VORLIEGENDER AUSZUG:
——

Ein Abend, an dem ein Zufall ein Leben in eine neue Richtung führt – daran erinnert sich Seita Yamazaki. Ein Abend, an dem er in einer winzigen Kneipe im Golden Gai hängenblieb, einer Spelunke, in der kaum Platz war, um sich zwischen Gästen und Wand zu einem Platz hindurchzuquetschen. Er bekommt von „Miau-jongg“ mit, einem Katzen-Lotto, das die Stammgäste hier aus einer Laune heraus gelegentlich spielen. Grundlage zum Spiel bilden ein kleines Fensterchen, an dem sich gelegentlich eine Katze blicken lässt, und eine Zeichnung am Kühlschrank, die die Charakteristika der Tiere einfängt und ihnen Namen gibt. Gezeichnet hat sie Yume-chan, Köchin und Barkeeperin im Karinka.
Nicht nur dieses „Miau-jongg“ gefällt Yamazaki; die spröde Yume-chan interessiert ihn ebenfalls und so wird der junge TV-Texter zum Stammgast.
Wenn ich im Karinka trank, fühlte ich mich von diesem schmerzenden Brennen, meiner ungestillten Sehnsucht, befreit. Es lag wahrscheinlich daran, dass die meisten Gäste hier, allen voran Yume-chan, sich ebenso wenig wie ich im Einklang mit der Gesellschaft befanden.
Yamazaki hadert mit sich und der Welt. Er ist farbenblind und konnte sich für seine Traumjobs deshalb nicht bewerben. Über Umwege ist er dennoch beim Fernsehen gelandet und regt sich nach wie vor über die empfundene Kränkung auf. Zumal er inzwischen weiß, dass es für viele TV-Jobs eigentlich egal wäre. Obendrein macht ihm sein unberechenbarer Chef zu schaffen, der, wenn er unzufrieden ist, gerne mal auf Yamazaki eindrischt. Zugleich würde der junge Mann lieber Drehbücher schreiben, Lyrik oder ganz anderes – statt Quizfragen zu entwickeln, von denen die Mehrzahl regelmäßig abgelehnt wird.
Irgendwann bricht die fragile Freundschaft zu Yume-chan zusammen, Yamazaki wird gefeuert und innerhalb kurzer Zeit muss er sich neu orientieren. Und dennoch zeigt ihm die Begegnung mit der sehr verschlossenen Yume-chan eine Möglichkeit, seine Arbeit anders anzunehmen und zu gestalten.

——

AUFGABENBLOCK:
(1) Gib alles im Auszug von „Ein Abend, an dem ein“ bis hinunter zu „Barkeeperin im Karinka.“ wieder und tausche dabei „Kneipe“ gegen „Bar“ aus.
(2) Nenne bitte den Grund, aus dem sich Yamazaki laut Auszug nicht für seine Traumjobs bewerben konnte.

MATERIALAUSZUG:

——

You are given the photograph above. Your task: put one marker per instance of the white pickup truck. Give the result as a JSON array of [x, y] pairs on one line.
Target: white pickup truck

——

LÖSUNGEN:
(1)
Ein Abend, an dem ein Zufall ein Leben in eine neue Richtung führt – daran erinnert sich Seita Yamazaki. Ein Abend, an dem er in einer winzigen Bar im Golden Gai hängenblieb, einer Spelunke, in der kaum Platz war, um sich zwischen Gästen und Wand zu einem Platz hindurchzuquetschen. Er bekommt von „Miau-jongg“ mit, einem Katzen-Lotto, das die Stammgäste hier aus einer Laune heraus gelegentlich spielen. Grundlage zum Spiel bilden ein kleines Fensterchen, an dem sich gelegentlich eine Katze blicken lässt, und eine Zeichnung am Kühlschrank, die die Charakteristika der Tiere einfängt und ihnen Namen gibt. Gezeichnet hat sie Yume-chan, Köchin und Barkeeperin im Karinka.

(2) Er ist farbenblind.